Teks yang Ditampilkan:
Clock Magic Wand Quran Compass Menu
Image sucahyo adi swasono@PTS_team

Hanya Debat Kusir

Politik | 2024-01-28 13:19:10
Ilustrasi: pixabay.com

Secara definitif, debat kusir itu adalah debat yang tidak disertai alasan yang masuk akal, dan cenderung hanya berputar-putar yang lebih menonjolkan narasi retorik daripada nilai analitik implementatifnya. Tekstual, tak berkontekstual.

Oh, ya? Ya, iyalah, karena faktalah yang berbicara manakala menyaksikan tayangan debat oleh para kandidat yang telah mengkampanyekan dan mempropagandakan dirinya agar bisa menjadi pemimpin di negeri ini. Dan, mereka sedang menjalani proses kontestasi yang secara prinsip mengisyaratkan kepada publik dalam jargon “pilihlah saya”, jangan memilih “selain saya”.

Masuk akal, ya? Usahlah bersikap hipokrit ...

Tugas Anda:
1/ Tolong ringkas paragraf dalam artikel tentang debat kusir yang diawali "Oh, ya? Ya, iyalah" tanpa menghilangkan fakta utamanya.
2/ Kembalikan bagian artikel tentang debat kusir dari "Hanya Debat Kusir" sampai "bersikap hipokrit ..." tanpa perubahan apa pun.

Cuplikan Data:
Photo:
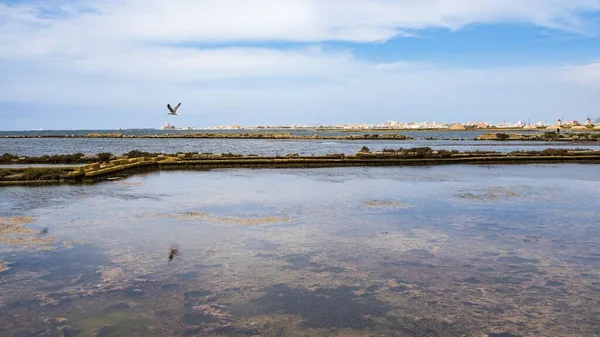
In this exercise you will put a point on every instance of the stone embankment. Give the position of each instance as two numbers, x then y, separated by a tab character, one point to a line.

Jawaban:
1/ Fakta terlihat saat menonton tayangan debat para kandidat yang telah berkampanye dan mempropagandakan diri agar menjadi pemimpin negeri ini. Dalam kontestasi tersebut, mereka pada dasarnya menyampaikan kepada publik jargon "pilihlah saya", jangan memilih "selain saya".

2/
Hanya Debat Kusir

Politik | 2024-01-28 13:19:10
Ilustrasi: pixabay.com

Secara definitif, debat kusir itu adalah debat yang tidak disertai alasan yang masuk akal, dan cenderung hanya berputar-putar yang lebih menonjolkan narasi retorik daripada nilai analitik implementatifnya. Tekstual, tak berkontekstual.

Oh, ya? Ya, iyalah, karena faktalah yang berbicara manakala menyaksikan tayangan debat oleh para kandidat yang telah mengkampanyekan dan mempropagandakan dirinya agar bisa menjadi pemimpin di negeri ini. Dan, mereka sedang menjalani proses kontestasi yang secara prinsip mengisyaratkan kepada publik dalam jargon “pilihlah saya”, jangan memilih “selain saya”.

Masuk akal, ya? Usahlah bersikap hipokrit ...